Exercise aim:
The number of lines below holding the string "white" is the only answer wanted.
# # # #
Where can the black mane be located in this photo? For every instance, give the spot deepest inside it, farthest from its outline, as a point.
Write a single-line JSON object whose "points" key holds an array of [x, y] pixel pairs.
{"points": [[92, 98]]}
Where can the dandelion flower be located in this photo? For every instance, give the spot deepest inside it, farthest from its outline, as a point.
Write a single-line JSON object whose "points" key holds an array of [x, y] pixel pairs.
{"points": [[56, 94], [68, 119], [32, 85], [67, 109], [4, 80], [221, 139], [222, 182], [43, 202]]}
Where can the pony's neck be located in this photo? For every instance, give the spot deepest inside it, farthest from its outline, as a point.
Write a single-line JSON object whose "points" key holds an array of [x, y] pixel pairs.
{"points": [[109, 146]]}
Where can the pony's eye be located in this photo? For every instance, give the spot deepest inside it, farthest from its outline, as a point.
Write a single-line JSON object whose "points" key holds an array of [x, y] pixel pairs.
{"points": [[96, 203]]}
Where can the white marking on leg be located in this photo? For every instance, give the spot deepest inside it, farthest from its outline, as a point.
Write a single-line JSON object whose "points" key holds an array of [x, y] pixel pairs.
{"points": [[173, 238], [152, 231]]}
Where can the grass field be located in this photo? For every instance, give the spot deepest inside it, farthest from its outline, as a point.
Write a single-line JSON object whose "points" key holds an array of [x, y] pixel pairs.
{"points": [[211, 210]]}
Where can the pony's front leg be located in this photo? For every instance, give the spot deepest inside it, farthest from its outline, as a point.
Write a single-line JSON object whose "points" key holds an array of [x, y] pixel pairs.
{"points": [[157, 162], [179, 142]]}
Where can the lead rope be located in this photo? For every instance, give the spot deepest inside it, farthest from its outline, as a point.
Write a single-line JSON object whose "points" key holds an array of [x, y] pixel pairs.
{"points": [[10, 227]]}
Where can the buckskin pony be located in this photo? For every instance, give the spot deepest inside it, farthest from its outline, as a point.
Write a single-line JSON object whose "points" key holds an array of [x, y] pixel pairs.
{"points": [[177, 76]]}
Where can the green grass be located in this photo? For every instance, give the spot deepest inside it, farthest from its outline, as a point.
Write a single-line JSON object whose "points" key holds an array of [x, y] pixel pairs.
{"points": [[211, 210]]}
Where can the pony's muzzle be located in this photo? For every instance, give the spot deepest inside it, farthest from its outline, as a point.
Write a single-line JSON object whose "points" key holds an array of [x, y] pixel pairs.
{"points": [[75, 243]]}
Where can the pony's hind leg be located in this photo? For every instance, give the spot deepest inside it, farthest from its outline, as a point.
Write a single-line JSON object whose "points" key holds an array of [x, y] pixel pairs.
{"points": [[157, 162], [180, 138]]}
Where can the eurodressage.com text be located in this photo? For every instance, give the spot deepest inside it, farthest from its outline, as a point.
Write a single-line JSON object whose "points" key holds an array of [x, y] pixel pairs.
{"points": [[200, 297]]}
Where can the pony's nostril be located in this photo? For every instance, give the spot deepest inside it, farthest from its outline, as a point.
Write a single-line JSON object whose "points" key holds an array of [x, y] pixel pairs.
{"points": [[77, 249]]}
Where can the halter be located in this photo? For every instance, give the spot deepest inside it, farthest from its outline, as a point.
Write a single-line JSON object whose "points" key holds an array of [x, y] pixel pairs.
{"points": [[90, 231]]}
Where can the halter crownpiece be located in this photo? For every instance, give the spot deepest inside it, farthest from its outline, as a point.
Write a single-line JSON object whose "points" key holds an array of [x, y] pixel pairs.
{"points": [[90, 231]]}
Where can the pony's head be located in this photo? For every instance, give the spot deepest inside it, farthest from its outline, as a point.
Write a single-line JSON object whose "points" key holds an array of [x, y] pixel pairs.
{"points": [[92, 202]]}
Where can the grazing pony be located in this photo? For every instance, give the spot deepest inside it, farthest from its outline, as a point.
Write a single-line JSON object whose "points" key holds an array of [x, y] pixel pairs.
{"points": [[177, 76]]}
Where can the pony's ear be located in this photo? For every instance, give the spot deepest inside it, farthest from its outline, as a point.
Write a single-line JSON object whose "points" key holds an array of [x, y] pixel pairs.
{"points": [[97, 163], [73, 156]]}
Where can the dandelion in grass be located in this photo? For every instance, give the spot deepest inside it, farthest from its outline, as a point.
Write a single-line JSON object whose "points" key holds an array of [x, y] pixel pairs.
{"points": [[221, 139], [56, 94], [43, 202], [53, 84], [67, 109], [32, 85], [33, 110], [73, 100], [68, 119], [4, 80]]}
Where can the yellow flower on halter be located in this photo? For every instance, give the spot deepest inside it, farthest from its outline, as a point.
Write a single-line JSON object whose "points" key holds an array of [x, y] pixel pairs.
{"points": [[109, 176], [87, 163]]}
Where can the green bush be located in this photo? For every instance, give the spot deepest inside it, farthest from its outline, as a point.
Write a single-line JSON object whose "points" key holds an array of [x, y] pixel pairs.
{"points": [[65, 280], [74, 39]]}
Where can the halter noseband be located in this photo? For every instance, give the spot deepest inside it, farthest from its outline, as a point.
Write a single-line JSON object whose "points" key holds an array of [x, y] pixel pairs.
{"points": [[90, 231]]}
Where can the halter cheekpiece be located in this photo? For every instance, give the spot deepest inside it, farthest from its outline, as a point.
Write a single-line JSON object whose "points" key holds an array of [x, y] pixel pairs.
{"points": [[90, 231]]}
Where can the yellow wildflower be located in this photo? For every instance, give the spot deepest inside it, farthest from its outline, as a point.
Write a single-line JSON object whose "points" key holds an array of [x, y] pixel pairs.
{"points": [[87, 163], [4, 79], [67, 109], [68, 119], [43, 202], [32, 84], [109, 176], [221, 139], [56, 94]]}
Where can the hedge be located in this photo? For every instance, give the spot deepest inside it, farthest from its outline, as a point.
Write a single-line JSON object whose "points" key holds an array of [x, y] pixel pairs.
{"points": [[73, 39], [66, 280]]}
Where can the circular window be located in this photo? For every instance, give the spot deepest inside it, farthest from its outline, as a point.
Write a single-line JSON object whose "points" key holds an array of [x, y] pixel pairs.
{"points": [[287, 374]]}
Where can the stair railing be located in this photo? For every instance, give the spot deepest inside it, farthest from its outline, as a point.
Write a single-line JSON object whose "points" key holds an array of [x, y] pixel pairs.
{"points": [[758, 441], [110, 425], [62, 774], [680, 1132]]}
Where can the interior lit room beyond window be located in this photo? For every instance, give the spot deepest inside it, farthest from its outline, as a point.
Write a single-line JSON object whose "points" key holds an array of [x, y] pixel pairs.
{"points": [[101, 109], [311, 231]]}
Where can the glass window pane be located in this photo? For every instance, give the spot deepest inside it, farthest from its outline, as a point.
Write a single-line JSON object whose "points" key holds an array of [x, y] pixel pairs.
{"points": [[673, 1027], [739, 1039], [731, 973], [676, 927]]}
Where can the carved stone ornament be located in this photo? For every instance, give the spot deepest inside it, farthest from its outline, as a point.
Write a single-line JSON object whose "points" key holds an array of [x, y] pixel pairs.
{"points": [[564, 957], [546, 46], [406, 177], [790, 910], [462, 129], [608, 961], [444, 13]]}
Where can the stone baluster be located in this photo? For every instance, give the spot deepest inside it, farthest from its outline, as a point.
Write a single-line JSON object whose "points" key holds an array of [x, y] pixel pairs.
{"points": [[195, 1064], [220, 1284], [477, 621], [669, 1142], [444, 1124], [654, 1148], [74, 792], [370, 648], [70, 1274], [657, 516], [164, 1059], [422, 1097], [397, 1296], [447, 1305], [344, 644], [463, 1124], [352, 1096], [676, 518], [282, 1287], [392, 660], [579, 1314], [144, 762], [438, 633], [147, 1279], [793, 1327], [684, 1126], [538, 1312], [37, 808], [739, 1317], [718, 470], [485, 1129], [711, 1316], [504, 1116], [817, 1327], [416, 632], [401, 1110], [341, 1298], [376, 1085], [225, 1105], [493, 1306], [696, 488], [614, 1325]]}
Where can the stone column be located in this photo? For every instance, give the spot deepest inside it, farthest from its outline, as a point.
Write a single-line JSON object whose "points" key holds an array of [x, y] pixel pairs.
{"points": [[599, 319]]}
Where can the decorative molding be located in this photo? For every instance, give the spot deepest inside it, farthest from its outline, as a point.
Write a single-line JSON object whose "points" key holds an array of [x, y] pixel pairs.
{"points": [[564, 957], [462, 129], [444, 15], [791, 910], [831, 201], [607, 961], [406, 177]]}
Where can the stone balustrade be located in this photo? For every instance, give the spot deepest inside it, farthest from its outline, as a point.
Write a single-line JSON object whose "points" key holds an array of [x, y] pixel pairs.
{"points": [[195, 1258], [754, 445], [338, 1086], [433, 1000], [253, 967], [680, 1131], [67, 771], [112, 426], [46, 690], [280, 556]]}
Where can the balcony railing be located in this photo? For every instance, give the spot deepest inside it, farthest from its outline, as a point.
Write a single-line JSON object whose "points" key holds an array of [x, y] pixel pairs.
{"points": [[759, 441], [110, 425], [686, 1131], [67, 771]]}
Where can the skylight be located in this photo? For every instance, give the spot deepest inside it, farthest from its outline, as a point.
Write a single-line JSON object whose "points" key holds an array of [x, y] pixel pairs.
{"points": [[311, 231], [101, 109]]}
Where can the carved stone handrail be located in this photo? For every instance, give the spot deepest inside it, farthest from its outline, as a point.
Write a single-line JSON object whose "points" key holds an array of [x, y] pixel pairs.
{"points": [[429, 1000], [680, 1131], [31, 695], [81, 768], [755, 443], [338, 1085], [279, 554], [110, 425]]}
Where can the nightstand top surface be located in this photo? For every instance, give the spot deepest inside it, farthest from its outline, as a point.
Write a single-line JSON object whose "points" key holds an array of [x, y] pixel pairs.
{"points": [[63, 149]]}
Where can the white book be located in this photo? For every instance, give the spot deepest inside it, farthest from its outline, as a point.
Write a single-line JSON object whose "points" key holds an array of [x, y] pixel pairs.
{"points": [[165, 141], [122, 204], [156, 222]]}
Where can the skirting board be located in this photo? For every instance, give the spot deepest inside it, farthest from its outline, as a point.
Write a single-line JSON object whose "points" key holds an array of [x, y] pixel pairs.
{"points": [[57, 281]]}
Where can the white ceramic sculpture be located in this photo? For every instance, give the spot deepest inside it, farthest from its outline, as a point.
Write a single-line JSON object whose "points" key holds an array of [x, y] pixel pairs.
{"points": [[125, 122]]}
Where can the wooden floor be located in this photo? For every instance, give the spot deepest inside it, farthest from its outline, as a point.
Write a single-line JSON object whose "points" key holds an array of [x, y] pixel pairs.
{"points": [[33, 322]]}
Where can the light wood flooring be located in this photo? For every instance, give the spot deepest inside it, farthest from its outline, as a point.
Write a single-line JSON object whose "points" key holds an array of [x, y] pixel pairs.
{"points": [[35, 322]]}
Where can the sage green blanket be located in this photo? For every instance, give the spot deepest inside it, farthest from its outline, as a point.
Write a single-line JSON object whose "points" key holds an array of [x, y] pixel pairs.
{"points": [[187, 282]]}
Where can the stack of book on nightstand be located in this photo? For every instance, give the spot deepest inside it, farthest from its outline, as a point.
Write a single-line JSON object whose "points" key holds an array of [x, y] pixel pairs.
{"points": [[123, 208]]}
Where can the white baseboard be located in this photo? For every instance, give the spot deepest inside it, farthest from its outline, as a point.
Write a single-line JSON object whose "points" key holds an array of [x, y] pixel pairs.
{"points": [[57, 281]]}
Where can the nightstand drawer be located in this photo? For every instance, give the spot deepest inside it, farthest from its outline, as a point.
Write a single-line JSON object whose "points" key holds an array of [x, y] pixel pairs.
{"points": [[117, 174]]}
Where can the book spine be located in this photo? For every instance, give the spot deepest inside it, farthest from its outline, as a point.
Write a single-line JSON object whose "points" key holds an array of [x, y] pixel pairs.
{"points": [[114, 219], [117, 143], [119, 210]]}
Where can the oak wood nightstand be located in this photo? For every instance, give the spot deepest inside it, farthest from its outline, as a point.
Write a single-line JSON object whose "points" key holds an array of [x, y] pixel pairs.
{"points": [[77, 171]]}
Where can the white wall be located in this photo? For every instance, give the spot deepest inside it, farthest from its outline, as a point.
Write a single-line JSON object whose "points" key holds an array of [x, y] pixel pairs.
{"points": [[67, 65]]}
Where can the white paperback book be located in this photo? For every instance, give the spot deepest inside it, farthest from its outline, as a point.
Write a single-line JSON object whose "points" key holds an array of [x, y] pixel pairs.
# # # #
Result of the task:
6